Problem to work on. Reproduce the data character for character, from its first line through the line containing "box: [392, 0, 736, 865]".
____ Listed entries
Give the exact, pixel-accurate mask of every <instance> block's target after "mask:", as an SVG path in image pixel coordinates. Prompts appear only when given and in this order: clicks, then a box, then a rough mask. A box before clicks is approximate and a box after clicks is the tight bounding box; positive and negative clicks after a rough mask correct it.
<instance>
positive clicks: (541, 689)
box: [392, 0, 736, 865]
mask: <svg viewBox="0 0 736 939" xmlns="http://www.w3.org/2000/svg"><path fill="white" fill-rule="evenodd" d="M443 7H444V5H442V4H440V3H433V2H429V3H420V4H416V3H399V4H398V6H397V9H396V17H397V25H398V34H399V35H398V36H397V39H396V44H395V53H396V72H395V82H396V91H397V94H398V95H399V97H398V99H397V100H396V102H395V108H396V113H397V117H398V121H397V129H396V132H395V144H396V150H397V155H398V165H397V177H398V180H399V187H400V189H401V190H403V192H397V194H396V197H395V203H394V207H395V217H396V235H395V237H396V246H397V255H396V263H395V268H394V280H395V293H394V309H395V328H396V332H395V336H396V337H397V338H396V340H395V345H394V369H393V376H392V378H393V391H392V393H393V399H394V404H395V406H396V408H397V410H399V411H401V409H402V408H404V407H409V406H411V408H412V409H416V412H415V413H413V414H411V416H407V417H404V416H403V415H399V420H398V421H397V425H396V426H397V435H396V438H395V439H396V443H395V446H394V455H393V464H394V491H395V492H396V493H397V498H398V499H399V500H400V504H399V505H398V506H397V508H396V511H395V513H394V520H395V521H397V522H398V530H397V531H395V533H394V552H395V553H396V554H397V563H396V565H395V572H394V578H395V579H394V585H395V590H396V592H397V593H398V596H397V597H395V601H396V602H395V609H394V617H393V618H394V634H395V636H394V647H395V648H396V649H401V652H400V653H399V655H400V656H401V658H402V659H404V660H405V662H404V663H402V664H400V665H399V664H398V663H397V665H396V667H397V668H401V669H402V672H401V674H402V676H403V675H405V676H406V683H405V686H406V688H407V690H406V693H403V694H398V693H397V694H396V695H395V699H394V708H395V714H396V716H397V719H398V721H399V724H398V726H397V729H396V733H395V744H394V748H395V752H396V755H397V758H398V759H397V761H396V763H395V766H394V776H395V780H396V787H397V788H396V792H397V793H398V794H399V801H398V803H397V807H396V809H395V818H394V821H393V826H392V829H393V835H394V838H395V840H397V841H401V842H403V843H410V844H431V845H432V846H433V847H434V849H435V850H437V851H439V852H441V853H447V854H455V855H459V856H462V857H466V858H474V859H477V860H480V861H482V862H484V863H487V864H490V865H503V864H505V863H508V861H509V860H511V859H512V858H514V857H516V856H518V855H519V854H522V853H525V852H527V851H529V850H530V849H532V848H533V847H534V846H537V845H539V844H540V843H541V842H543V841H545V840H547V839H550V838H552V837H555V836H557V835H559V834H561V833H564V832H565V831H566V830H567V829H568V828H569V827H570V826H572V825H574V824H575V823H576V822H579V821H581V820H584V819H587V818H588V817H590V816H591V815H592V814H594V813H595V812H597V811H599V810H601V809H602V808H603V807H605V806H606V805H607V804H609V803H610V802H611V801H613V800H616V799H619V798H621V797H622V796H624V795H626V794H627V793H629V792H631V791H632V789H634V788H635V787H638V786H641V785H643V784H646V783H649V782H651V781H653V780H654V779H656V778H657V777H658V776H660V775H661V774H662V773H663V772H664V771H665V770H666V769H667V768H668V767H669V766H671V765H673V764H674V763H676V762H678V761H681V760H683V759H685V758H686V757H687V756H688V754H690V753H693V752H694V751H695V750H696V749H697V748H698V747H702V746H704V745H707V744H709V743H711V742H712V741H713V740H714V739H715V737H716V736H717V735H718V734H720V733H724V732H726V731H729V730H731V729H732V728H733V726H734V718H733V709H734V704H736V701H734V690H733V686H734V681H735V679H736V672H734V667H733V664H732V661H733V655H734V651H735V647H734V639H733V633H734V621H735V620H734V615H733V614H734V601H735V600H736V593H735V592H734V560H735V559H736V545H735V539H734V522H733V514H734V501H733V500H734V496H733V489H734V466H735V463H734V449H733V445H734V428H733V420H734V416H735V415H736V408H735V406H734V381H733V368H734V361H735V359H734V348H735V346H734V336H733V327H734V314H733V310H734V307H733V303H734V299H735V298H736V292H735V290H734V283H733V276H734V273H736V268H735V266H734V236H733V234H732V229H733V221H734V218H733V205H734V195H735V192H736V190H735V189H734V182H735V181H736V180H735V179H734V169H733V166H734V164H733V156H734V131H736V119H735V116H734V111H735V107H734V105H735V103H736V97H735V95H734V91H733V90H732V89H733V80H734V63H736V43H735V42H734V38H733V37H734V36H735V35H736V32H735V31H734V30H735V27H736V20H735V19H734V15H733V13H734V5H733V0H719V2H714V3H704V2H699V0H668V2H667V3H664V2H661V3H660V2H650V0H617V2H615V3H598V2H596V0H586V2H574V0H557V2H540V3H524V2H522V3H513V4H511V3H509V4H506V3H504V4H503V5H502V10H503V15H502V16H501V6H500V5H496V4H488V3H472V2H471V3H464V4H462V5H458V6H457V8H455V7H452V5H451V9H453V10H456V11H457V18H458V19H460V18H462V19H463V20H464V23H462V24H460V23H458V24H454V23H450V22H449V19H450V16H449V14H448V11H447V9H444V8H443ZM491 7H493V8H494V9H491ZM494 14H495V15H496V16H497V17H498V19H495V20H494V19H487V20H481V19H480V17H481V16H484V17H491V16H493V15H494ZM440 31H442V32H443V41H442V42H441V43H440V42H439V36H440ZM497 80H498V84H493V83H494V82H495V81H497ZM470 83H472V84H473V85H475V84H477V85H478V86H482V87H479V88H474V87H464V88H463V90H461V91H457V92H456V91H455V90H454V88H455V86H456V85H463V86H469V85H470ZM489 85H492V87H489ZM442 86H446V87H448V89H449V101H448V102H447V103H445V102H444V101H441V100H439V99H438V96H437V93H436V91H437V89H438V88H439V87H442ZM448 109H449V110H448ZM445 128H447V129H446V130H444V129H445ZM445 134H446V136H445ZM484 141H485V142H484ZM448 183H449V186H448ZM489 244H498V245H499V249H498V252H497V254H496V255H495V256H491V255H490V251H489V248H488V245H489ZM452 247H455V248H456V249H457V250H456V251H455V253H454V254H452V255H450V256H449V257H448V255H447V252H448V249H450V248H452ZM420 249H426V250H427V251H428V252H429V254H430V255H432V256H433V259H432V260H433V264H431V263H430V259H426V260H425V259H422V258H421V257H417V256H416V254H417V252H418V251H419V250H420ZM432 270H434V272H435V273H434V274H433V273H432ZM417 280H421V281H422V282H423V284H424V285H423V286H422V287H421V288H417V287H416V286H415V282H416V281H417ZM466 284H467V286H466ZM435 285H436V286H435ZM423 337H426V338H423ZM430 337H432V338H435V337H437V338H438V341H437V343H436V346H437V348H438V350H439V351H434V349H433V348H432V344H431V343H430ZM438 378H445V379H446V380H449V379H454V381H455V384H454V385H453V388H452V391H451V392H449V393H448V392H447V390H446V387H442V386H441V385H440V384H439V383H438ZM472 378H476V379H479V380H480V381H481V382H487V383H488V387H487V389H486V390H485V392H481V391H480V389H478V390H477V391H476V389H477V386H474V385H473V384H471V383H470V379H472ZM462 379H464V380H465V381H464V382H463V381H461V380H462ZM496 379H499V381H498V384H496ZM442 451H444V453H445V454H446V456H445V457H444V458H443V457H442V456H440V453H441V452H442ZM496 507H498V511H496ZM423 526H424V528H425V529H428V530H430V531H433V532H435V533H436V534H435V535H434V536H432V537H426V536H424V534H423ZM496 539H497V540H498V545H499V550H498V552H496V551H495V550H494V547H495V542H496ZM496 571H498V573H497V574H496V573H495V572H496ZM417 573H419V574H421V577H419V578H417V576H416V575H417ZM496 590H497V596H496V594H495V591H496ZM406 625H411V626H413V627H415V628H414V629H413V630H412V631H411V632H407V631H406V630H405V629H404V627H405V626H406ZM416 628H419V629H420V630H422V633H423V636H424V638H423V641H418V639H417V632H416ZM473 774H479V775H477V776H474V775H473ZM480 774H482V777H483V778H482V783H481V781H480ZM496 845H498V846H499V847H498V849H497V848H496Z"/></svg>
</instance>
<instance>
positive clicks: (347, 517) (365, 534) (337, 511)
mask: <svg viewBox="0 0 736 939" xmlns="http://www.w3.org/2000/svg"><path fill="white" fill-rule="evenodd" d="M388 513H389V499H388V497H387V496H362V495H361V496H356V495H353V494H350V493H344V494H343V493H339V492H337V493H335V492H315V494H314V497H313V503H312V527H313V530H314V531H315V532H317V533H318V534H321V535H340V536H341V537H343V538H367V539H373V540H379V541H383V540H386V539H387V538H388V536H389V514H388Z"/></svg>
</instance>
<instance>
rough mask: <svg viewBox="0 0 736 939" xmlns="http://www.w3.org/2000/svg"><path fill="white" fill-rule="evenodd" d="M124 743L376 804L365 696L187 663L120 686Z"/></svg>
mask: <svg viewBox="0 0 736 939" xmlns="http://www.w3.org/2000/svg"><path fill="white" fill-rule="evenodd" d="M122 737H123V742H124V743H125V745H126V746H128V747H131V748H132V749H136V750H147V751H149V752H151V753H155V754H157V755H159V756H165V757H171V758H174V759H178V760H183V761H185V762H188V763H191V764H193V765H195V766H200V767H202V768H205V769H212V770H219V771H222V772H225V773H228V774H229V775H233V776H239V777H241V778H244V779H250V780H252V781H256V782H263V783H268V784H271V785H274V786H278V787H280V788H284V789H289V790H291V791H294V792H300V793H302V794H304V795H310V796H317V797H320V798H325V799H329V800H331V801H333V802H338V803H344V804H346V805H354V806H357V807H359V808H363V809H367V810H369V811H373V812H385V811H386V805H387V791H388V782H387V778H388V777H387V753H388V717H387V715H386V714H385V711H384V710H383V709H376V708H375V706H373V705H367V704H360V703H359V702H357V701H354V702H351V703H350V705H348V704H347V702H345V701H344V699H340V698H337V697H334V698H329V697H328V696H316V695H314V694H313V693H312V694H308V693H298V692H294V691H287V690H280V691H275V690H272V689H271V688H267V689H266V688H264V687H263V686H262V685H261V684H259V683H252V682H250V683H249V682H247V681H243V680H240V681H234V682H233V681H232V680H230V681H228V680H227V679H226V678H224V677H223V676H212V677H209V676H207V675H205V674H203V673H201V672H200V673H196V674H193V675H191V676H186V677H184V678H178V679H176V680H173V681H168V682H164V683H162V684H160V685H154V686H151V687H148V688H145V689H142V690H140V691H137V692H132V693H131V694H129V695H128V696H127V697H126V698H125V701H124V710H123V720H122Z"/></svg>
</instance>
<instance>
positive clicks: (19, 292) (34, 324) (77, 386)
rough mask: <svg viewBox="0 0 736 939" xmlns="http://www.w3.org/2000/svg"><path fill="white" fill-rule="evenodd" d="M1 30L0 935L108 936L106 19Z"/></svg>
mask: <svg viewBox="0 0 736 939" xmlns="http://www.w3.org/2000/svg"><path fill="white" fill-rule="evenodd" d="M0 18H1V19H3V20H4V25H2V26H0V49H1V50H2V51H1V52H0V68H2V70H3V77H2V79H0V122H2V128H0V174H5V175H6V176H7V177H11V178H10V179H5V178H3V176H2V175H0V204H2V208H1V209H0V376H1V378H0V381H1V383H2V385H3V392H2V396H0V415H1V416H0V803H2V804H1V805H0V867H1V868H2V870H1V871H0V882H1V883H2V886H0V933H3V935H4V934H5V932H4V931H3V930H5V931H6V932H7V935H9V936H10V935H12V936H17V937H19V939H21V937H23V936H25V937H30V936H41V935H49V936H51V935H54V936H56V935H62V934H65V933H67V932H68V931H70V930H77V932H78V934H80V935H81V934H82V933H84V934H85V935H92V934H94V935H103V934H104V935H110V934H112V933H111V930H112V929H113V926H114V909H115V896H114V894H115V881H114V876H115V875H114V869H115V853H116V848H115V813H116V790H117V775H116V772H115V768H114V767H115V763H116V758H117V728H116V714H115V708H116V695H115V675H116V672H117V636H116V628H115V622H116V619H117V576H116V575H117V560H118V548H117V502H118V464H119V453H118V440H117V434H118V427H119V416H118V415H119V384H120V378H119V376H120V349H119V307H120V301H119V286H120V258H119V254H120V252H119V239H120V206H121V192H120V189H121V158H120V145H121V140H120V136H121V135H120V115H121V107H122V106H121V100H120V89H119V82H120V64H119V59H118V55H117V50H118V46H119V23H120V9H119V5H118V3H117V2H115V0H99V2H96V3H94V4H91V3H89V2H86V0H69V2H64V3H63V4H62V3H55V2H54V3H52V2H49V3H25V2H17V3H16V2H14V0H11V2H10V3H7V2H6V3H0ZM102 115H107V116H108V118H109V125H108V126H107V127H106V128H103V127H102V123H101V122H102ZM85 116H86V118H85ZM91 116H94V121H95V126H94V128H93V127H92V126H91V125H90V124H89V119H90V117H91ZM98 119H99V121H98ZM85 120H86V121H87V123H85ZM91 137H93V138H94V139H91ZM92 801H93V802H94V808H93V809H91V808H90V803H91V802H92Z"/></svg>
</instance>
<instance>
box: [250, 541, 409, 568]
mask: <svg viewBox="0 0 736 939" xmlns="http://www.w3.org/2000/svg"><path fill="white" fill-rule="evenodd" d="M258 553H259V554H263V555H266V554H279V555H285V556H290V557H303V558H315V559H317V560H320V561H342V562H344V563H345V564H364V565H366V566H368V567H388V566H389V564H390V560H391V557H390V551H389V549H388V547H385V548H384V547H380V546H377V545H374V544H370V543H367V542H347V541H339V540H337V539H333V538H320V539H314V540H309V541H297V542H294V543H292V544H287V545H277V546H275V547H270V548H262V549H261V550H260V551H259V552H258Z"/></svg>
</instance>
________
Reply.
Give the exact, pixel-accurate mask of every <instance> block's target after "mask:", as an SVG path in image pixel coordinates. Prompts appear only when given and in this order: clicks, then a box, then a rough mask. A box before clicks is approximate and a box after clicks is the tight bounding box; positive and negative clicks after a rough mask correct it.
<instance>
positive clicks: (541, 689)
box: [392, 0, 736, 865]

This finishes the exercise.